É quase Natal e eu hoje vou contar uma história de amor, com A grande, verdadeira, e daquelas à séria. Porque me apetece.
O Pedro tem 34 anos é bancário vai para o trabalho num vulgar dia de semana como são quase todos os dias de manhã, saiu de casa dos pais onde mora e de repente em plena IC19, cai-lhe um viaduto pedonal em cima... assim sem mais nem menos, vindo do nada, sem culpa, sem razão, sem ninguém perceber. Apenas um acaso daqueles inexplicáveis, e por um mero acaso o Pedro vai para o sitio onde trabalho e entra na Unidade de Trauma onde é assistido e onde passadas muitas horas e muitos exames complementares de diagnóstico é informado pela especialidade de Vertebromedular que tem secção de medula e que vai ficar paraplégico. Brutal e sem papas na língua.
Esta história é vulgar. Nada de novo por aqui. O invulgar surge depois. Já ouviram falar de histórias de amor entre médicos e enfermeiras, fruto de muitas séries e ficção, esqueçam tudo o que viram, eu em 20 anos de profissão juro que nunca vi nenhuma. Esta é uma história de amor entre uma enfermeira e um doente, linda, perfeita, e porque ainda perdura, todos os dias é-lhe acrescentado um dado novo. A minha colega Ana Joana acompanhou o Pedro no internamento prolongado já noutro hospital (o da área de residência), nos tratamentos longos no centro de reabilitação, ajuda-o, ensina-o a sobreviver, anima-o, ouve-o, acarinha-o e a magia acontece, aquela coisa inexplicável quando dois seres se apaixonam.

# Instruções de trabalho:
Escreve a parte seguinte da história de amor entre o Pedro e a enfermeira Ana Joana, a começar logo depois da última frase do excerto. Não é preciso consultar os registos.

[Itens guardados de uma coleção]

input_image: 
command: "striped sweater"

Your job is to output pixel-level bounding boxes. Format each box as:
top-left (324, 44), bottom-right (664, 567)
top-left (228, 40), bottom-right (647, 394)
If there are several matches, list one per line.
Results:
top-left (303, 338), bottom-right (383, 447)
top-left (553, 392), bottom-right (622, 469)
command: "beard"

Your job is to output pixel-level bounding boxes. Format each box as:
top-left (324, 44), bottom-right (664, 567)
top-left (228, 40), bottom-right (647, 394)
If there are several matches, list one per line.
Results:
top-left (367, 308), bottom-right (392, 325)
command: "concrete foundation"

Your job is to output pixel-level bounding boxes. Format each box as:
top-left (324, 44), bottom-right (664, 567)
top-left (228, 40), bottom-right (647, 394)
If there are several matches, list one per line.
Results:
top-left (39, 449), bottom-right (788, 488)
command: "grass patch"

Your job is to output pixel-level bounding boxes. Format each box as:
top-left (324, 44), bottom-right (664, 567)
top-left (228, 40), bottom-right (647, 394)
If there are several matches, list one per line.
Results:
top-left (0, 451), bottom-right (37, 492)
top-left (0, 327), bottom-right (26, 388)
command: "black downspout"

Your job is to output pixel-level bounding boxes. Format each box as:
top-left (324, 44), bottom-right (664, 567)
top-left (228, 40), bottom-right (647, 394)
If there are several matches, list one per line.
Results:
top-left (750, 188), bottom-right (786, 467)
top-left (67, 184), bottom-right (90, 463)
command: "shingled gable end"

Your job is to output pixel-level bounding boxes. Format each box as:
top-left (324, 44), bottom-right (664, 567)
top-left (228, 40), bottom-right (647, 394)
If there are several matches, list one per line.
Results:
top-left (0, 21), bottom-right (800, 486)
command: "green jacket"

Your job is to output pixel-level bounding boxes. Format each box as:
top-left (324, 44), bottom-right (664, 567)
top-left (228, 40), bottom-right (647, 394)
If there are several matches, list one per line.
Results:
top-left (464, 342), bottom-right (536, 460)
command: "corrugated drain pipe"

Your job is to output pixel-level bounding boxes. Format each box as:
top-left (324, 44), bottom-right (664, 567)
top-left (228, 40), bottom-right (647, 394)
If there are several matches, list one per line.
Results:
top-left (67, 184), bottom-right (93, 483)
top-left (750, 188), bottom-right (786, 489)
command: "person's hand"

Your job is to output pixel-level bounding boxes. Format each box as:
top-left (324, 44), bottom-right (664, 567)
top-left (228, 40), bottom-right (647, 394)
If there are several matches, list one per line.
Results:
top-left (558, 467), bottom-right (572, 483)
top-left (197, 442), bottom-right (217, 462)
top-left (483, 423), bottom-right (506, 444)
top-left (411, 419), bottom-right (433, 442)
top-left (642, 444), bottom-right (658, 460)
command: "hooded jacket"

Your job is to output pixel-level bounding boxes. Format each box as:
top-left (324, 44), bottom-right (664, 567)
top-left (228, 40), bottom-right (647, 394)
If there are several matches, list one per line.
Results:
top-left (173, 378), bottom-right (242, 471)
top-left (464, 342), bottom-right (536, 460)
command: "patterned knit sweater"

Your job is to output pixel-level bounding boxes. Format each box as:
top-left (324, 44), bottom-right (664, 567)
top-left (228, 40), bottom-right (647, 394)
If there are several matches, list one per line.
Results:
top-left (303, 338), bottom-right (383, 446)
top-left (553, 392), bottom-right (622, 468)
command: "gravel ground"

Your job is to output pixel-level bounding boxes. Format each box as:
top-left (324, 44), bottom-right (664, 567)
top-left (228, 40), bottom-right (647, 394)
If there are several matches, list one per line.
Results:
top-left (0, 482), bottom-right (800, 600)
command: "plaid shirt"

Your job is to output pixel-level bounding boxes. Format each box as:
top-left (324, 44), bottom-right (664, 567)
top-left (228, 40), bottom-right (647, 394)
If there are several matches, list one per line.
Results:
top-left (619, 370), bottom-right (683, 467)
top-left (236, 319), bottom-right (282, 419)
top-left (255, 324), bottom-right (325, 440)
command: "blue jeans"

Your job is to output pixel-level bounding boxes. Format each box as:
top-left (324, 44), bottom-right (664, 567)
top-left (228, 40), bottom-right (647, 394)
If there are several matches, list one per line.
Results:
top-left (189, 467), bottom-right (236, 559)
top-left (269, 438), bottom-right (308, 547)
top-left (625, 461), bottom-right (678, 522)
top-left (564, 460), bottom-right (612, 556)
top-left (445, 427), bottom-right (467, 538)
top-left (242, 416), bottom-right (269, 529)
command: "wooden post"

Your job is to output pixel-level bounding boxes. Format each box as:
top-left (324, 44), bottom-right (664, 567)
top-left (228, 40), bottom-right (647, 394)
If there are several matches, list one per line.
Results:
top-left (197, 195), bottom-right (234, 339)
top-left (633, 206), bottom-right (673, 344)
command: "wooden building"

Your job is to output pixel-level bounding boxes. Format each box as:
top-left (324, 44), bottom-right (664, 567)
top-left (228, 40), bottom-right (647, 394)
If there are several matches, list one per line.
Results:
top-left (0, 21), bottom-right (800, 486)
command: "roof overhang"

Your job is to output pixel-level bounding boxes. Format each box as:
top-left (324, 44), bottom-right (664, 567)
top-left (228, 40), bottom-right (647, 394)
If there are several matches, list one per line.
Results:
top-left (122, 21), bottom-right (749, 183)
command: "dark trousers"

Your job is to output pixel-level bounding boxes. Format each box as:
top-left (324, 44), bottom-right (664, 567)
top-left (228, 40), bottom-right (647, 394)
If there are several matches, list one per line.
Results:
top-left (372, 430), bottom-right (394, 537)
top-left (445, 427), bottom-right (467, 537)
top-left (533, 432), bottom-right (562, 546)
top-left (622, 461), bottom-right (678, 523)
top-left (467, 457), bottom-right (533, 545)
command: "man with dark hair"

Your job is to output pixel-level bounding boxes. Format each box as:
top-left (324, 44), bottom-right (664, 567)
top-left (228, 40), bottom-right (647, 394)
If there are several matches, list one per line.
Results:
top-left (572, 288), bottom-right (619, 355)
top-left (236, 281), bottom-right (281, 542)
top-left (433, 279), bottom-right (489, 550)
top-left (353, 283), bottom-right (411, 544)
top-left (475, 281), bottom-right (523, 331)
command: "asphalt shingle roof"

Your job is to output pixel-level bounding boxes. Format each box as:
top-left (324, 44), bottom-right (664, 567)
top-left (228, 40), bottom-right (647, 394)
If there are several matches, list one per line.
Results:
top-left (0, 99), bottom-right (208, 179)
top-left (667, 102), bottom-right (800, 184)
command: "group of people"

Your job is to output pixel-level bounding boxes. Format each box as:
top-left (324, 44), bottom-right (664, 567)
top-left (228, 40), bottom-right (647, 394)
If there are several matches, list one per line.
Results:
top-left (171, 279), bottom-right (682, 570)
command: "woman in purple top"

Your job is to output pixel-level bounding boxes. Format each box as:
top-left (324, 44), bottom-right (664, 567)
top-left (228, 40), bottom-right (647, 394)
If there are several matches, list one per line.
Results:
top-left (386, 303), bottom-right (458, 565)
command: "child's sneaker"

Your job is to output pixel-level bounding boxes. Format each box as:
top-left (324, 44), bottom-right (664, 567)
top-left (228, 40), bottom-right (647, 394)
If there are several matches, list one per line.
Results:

# Área de resposta:
Acabam por viver juntos e a Ana adapta a casa, manda colocar uma rampa na entrada do prédio, pegas de suporte na casa de banho, com adesivo marca um quadrado no chão junto à cama onde todos os dias devem ficar colocados os sapatos do Pedro para que de manhã se consiga calçar para ir para o trabalho, porque se ficarem por exemplo mais de lado ou debaixo da cama ele já não os alcança, colocou um banco dentro do poliban para que o Pedro tome o seu duche sentado e como enfermeira que é ensinou-lhe a entrar na casa de banho de forma autónoma e a usar um catéter vesical 3 vezes ao dia para que não ande algaliado e de saco de urina preso à perna.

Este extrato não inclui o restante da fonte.